Input material:
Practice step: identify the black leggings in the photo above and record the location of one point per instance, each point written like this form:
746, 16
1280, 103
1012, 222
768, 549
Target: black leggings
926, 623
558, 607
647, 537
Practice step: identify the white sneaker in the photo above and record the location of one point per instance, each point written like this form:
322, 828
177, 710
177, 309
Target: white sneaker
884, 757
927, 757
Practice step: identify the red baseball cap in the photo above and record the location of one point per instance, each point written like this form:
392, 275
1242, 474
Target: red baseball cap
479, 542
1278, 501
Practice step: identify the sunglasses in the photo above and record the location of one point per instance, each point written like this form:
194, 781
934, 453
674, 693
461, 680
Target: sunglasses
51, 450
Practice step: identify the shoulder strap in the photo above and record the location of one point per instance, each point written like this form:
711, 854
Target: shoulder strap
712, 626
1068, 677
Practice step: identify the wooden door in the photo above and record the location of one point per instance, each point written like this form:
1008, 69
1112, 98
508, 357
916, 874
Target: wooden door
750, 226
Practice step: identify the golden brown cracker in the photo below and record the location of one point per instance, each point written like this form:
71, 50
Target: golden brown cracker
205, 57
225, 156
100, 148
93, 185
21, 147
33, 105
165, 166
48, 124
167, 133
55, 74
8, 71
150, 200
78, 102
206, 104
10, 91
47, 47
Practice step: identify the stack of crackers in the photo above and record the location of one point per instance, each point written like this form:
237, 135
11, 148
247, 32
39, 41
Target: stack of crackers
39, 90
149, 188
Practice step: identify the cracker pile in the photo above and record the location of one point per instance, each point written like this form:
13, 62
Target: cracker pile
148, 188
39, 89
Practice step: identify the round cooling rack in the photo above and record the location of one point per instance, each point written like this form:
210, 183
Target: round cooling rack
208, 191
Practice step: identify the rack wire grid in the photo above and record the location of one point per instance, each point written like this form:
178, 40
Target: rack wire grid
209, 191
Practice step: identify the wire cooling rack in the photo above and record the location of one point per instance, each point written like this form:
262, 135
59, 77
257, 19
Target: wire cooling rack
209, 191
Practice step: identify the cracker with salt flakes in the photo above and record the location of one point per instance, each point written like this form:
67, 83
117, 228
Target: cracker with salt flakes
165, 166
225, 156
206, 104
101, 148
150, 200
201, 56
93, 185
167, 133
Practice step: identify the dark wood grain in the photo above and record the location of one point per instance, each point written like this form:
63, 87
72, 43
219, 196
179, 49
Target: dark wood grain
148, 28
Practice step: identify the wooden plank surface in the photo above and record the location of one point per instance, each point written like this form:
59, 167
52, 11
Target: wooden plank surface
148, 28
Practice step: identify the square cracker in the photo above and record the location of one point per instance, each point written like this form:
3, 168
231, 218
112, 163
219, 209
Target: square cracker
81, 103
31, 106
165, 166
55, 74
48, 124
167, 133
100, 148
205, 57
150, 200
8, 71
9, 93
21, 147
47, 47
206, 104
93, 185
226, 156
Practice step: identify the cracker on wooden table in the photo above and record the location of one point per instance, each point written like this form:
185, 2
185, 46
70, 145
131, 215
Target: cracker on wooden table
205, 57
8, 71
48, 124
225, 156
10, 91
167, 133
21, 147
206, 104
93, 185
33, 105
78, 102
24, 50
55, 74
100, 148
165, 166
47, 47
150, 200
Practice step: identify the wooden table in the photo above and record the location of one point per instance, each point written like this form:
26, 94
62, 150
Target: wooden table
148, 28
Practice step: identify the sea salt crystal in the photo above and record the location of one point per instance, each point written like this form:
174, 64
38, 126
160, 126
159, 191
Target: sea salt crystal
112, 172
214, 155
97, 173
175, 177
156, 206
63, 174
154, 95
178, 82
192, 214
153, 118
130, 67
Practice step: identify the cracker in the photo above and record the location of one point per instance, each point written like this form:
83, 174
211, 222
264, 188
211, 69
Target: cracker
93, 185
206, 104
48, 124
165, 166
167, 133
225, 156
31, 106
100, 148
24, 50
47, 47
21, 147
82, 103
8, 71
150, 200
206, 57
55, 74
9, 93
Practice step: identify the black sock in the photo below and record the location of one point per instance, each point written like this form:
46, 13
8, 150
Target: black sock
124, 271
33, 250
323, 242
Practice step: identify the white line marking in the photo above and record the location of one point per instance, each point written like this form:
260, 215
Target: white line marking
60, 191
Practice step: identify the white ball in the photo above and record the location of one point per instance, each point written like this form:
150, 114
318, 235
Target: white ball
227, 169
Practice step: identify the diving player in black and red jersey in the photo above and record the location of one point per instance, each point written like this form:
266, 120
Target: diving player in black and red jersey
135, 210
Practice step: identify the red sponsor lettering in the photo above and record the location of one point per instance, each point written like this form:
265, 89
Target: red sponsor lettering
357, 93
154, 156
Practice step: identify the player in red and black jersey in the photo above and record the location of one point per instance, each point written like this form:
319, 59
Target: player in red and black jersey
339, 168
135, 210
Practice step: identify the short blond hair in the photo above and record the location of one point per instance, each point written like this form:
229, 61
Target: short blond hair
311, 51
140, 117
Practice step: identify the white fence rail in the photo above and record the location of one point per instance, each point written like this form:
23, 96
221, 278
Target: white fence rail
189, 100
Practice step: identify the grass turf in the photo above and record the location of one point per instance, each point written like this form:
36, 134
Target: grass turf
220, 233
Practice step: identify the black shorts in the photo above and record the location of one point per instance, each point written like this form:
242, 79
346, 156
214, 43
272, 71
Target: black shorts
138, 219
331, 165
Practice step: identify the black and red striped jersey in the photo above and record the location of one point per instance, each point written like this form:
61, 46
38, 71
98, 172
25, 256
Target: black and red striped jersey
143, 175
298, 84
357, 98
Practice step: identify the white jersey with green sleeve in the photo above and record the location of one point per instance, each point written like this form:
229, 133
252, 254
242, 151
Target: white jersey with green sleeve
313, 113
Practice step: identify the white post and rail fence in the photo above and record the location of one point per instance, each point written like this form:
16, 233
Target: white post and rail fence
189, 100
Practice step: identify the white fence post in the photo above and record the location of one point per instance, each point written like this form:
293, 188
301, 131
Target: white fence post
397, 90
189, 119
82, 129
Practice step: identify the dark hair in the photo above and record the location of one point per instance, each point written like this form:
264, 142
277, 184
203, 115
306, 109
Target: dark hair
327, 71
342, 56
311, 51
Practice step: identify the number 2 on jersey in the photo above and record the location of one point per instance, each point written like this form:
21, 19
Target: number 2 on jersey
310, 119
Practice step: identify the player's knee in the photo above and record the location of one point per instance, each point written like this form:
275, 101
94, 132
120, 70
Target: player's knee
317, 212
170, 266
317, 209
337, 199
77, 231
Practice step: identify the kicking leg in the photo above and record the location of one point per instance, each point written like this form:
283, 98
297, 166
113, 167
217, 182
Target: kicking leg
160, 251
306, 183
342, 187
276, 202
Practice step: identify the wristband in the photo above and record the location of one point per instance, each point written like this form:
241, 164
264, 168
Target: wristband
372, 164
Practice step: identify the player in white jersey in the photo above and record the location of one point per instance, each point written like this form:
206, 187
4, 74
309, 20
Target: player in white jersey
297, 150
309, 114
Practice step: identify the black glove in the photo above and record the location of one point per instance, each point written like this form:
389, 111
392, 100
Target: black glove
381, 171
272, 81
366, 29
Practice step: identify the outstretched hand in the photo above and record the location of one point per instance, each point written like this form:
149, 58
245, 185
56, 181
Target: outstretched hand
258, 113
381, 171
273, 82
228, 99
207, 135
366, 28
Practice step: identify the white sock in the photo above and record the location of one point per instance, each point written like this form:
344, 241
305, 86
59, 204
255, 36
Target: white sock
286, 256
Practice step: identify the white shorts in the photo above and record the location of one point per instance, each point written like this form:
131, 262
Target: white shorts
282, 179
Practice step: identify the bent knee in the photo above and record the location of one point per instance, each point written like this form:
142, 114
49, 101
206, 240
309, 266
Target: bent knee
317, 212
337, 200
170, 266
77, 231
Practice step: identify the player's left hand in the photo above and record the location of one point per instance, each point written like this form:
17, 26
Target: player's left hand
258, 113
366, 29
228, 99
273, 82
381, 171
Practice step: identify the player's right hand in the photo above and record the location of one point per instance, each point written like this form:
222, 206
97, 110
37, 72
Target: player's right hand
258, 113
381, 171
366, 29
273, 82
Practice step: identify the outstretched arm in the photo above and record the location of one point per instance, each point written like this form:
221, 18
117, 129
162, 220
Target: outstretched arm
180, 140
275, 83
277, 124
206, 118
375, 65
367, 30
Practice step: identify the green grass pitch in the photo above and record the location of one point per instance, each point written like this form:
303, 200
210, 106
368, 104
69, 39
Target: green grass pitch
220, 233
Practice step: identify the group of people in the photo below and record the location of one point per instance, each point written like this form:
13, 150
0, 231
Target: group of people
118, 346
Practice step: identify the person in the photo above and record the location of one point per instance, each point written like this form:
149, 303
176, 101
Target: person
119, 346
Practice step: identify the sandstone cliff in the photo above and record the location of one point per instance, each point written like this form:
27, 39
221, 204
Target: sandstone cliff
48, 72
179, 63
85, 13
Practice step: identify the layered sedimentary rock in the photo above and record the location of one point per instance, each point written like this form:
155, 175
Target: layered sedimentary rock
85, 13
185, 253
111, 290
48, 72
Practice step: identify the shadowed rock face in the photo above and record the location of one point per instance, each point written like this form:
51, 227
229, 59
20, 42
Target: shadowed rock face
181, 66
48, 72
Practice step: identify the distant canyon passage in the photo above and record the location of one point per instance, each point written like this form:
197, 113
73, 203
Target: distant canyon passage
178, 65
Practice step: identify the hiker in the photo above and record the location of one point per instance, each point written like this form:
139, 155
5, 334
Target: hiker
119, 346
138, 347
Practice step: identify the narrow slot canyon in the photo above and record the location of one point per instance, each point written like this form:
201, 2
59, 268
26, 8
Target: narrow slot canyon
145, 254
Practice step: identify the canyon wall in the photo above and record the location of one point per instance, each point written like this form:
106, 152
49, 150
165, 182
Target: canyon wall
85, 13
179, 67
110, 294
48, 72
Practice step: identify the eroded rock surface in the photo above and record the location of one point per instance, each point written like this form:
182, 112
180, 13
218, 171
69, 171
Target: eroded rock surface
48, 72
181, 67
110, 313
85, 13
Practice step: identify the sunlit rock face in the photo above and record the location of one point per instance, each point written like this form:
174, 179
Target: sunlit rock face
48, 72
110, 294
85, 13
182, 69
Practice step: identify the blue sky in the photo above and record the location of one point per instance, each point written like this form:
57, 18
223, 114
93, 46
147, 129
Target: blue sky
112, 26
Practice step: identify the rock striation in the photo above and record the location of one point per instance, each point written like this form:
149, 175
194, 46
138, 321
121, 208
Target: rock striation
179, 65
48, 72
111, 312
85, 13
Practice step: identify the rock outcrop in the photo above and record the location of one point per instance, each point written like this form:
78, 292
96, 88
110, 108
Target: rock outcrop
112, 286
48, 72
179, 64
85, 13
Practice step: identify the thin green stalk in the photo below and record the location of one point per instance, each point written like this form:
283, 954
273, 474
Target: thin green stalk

Task objective: Locate the line with "Practice step: identify the canyon" in the entries above; extract it and every line after it, verbatim.

Reply to the task:
Practice step: identify the canyon wall in the photo above and record the location of one point per instance, each point written like this form:
106, 152
49, 150
165, 182
Target: canyon wall
85, 13
179, 67
110, 294
48, 72
Practice step: identify the eroded rock surface in the photo above and record the location of one point per instance, each point written like this form:
182, 112
180, 13
218, 171
69, 171
Target: eroded rock surface
48, 72
181, 67
110, 313
85, 13
Practice step: identify the sunlit rock face in the photo above and record the location of one point per instance, each point written like this form:
174, 179
Target: sunlit rock face
48, 72
110, 294
85, 13
182, 69
Practice step: identify the blue sky in the photo above and record the location of one point per instance, each point written like this form:
57, 18
223, 114
93, 46
147, 129
Target: blue sky
112, 26
Practice step: identify the rock striation in the photo above and record the location of one point per instance, each point written like this form:
149, 175
194, 46
138, 321
121, 208
Target: rock striation
179, 65
48, 72
111, 312
85, 13
Practice step: identify the rock outcrop in the photo above and record the location of one point per instance, each point written like this form:
78, 292
96, 88
110, 108
Target: rock outcrop
112, 286
48, 72
179, 64
85, 13
Practice step: identify the thin green stalk in the photo below and record the location of one point per instance, each point written like this form:
283, 954
273, 474
Target: thin green stalk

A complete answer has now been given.